After the success of their debut album, GYBE released an EP. Being ever cryptic, the EP cover is a series of letters in Hebrew, with no mention of the band. The Hebrew says: “Tohu va bohu” (formless and empty)
There are two tracks on this disc. The first is called “Moya” and is something of a reworking of Gorecki’s third symphony. The second is “BBF3” which refers “Blaise Bailey Finnegan III” the man who rants through much of the song.
“Moya” is ten minutes long (on vinyl it is played at 45 RPM). Ominous strings open the song. Indeed, much of the song is made of violin and cello passages intertwining. Until about 4 minutes when the guitar starts playing. Drums bring drama to the song about half way in. And that’s when the guitars and strings intertwine to make a huge sound. By around 7 minutes the song has built to a huge crescendo, but the addition of pounding bass makes everything even more intense. It resolves with a great fast riff from the strings which the band plays for a few minutes until it settles down with just a cello and violin playing the end.
“BBF3” is a nearly 18 minute piece (on vinyl it is played at 33 RPM) with waves of music behind Finnegan being interviewed. He tells about the American government and then about his speeding ticket (and what he told the judge–“shut your fucking mouth and listen”). After about 3 minutes, the music changes to a new chord, a brighter sound. As BBF3 declares that America is a “third world, third rate, third class slum,” the drums get very loud and then drop away to near silence. The guitar pokes around quietly for a bit until it turns into a big song–drums and strings and guitars that only grows bigger as it progresses. It builds more and more and then drops away again as BBF3 begins talking again, this time about his gun collection. And then he reads his “poem” (which is actually the lyrics to an Iron Maiden song, “Virus”). And then the song builds once again. This time faster and more intensely. It more or less grinds to a halt at around 15 minutes and then resumes after a few second of silence with some strings resuming a mournful melody until the end.

Exercise instructions =>
• A. According to the review, at what speed is "Moya" played on vinyl?
• B. Copy the review from "After the success" up to and including "of the song.".
The material that follows is not needed for anything here.

Stored items =>
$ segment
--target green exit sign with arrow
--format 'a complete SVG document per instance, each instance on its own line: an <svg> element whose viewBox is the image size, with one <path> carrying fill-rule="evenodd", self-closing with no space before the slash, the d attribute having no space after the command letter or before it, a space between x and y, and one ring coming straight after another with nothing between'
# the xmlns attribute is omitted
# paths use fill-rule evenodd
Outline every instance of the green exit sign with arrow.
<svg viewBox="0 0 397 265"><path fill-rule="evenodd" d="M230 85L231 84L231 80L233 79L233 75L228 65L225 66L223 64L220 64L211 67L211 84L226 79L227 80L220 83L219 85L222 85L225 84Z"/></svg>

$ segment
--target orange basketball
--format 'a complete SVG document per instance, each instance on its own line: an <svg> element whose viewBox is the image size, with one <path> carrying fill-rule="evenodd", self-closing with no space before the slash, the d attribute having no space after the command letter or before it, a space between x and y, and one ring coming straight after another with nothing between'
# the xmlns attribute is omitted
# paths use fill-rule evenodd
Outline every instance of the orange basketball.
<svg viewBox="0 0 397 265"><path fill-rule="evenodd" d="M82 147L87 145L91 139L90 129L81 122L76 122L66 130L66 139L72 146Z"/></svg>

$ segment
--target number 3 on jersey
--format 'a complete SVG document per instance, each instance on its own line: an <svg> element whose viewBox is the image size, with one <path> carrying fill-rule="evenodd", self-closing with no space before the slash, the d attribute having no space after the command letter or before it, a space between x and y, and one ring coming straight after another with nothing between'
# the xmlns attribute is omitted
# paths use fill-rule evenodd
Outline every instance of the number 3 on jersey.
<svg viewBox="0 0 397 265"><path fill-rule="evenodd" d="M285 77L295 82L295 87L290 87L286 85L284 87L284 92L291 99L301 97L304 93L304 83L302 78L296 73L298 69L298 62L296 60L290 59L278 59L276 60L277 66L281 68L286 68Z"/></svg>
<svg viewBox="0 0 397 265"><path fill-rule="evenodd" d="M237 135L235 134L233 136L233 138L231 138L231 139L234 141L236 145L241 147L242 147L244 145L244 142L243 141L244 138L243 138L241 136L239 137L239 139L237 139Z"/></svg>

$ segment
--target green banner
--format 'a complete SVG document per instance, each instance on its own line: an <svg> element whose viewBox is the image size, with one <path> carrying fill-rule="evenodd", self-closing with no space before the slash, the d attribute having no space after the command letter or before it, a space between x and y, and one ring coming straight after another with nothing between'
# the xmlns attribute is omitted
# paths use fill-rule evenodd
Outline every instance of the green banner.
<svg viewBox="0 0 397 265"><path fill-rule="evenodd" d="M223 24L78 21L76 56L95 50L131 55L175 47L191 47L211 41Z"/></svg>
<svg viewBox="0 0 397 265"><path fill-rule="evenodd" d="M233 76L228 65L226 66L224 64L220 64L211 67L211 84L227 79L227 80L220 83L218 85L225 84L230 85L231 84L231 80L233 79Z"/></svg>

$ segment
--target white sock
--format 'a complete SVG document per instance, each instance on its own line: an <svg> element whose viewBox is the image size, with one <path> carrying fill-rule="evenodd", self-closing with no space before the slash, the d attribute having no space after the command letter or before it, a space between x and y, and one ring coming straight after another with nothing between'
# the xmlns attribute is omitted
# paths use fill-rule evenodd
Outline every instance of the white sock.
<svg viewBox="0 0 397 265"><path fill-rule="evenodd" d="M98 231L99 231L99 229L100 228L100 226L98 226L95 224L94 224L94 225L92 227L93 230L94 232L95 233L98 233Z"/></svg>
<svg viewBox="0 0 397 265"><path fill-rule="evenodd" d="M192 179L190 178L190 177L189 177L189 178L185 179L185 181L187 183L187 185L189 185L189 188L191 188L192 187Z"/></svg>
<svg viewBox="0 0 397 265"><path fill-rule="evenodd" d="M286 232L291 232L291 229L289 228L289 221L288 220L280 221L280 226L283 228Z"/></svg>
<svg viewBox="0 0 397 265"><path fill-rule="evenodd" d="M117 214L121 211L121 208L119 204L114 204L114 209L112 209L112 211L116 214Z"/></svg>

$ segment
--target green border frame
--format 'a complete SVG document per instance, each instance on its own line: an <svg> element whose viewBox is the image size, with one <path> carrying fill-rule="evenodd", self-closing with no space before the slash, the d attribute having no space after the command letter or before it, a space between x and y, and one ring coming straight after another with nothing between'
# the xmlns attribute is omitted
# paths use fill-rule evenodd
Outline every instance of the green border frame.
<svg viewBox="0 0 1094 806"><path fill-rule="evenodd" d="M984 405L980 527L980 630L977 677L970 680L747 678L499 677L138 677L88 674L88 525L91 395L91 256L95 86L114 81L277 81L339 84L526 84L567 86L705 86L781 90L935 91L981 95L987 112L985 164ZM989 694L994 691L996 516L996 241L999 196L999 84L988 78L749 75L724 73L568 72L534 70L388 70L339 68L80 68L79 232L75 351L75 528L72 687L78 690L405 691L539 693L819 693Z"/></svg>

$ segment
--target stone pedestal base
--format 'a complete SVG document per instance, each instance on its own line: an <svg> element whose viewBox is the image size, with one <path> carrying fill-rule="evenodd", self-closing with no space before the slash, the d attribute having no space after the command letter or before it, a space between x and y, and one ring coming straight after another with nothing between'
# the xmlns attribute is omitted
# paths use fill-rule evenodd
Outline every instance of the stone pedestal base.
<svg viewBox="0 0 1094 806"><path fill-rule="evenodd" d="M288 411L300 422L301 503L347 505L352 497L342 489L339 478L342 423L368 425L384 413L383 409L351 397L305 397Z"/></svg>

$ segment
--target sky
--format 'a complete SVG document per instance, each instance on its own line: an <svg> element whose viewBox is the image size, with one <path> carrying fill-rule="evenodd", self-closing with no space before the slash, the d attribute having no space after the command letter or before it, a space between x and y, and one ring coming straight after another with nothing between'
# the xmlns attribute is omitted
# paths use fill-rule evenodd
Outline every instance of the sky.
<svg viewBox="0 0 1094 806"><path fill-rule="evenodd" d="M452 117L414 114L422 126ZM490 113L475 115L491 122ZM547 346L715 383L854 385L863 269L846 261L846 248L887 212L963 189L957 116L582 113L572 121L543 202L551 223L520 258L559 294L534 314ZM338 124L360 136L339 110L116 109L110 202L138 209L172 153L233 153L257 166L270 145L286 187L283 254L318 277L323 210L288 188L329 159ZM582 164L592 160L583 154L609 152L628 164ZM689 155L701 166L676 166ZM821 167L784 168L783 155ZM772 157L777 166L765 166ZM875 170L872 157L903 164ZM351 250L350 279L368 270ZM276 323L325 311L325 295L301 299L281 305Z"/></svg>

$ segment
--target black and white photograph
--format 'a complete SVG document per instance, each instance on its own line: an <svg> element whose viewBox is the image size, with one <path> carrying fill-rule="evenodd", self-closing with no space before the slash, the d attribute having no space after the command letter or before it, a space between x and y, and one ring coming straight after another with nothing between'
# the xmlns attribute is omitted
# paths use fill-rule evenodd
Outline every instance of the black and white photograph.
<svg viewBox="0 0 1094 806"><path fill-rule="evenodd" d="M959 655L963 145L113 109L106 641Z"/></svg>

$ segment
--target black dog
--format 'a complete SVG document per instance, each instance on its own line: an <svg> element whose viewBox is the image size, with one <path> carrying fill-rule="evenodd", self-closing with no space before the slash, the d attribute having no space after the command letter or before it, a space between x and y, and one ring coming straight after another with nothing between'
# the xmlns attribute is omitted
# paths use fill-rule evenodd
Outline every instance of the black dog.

Results by task =>
• A. 45 RPM.

• B.
After the success of their debut album, GYBE released an EP. Being ever cryptic, the EP cover is a series of letters in Hebrew, with no mention of the band. The Hebrew says: “Tohu va bohu” (formless and empty)
There are two tracks on this disc. The first is called “Moya” and is something of a reworking of Gorecki’s third symphony. The second is “BBF3” which refers “Blaise Bailey Finnegan III” the man who rants through much of the song.